Passage provided
··········
As noted by the California Supreme Court in Navellier, such a finding does not mean that Tessera cannot be sued for breaching the TCC License because its alleged breach was related to petitioning activity. 29 Cal.4th at 93, 124 Cal.Rptr.2d 530, 52 P.3d 703. The statute does not bar any suit that possesses “minimal merit.” Id.

2. Probability of prevailing

The “essential elements” of a breach of contract claim are “(1) the contract, (2) plaintiffs performance or excuse for nonperformance, (3) defendant’s breach, and (4) the resulting damages to plaintiff.” Reichert v. General Ins. Co., 68 Cal.2d 822, 830, 69 Cal.Rptr. 321, 442 P.2d 377 (1968). Tessera does not dispute that there is an enforceable contract between the parties or that PTI has fully performed its obligations thereunder. Instead, Tessera argues that PTI has failed to meet its burden of establishing a probability of prevailing on its claims, because its claims are barred by the Noerr-Pennington doctrine, Tessera has not breached the TCC License, PTI has not established that it was damaged, and PTI’s claims are barred by waiver, forfeiture, laches and estoppel.

The Court has already addressed, and rejected, Tessera’s contentions related to the Noerr-Pennington doctrine. The Court further notes that, in addressing the second prong of the anti-SLAPP inquiry, the California Supreme Court has recognized that “a defendant who in fact has validly contracted not to speak or petition has in effect ‘waived’ the right to the antiSLAPP statute’s protection in the event he or she later breaches that contract.” Navellier, 29 Cal.4th at 94, 124 Cal.Rptr.2d 530, 52 P.3d 703. The Court also finds Tessera’s remaining arguments unavailing for the reasons discussed below and declines to strike PTI’s complaint.
··········
Task prompt
In the court opinion excerpt above, which two points does Tessera not dispute?
··········
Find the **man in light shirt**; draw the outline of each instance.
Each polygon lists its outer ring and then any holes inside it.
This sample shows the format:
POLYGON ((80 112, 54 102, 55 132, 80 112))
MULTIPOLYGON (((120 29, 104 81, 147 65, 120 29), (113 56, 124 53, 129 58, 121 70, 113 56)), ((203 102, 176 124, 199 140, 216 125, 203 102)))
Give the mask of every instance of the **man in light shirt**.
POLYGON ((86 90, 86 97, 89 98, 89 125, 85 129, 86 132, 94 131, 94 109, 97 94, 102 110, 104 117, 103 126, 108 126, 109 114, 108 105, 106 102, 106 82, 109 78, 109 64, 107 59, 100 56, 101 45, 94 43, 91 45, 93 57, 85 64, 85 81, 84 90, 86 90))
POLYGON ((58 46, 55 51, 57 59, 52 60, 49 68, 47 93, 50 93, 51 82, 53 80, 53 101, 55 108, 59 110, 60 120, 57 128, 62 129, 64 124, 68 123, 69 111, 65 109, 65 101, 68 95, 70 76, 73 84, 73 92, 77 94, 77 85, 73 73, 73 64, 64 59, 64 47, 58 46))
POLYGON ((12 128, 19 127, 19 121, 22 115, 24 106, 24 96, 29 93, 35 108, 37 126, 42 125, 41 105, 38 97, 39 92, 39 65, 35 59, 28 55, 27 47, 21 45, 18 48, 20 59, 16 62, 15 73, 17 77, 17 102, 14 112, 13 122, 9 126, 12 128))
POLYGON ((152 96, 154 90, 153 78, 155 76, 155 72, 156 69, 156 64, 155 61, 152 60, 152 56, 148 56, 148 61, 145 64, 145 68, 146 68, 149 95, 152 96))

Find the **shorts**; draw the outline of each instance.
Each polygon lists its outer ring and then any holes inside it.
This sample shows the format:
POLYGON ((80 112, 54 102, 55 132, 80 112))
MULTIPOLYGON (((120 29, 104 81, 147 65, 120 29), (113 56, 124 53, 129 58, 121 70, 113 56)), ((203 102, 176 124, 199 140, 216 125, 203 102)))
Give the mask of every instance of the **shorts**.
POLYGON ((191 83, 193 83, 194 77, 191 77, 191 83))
··········
Answer to the exercise
Tessera does not dispute that there is an enforceable contract between the parties or that PTI has fully performed its obligations under it.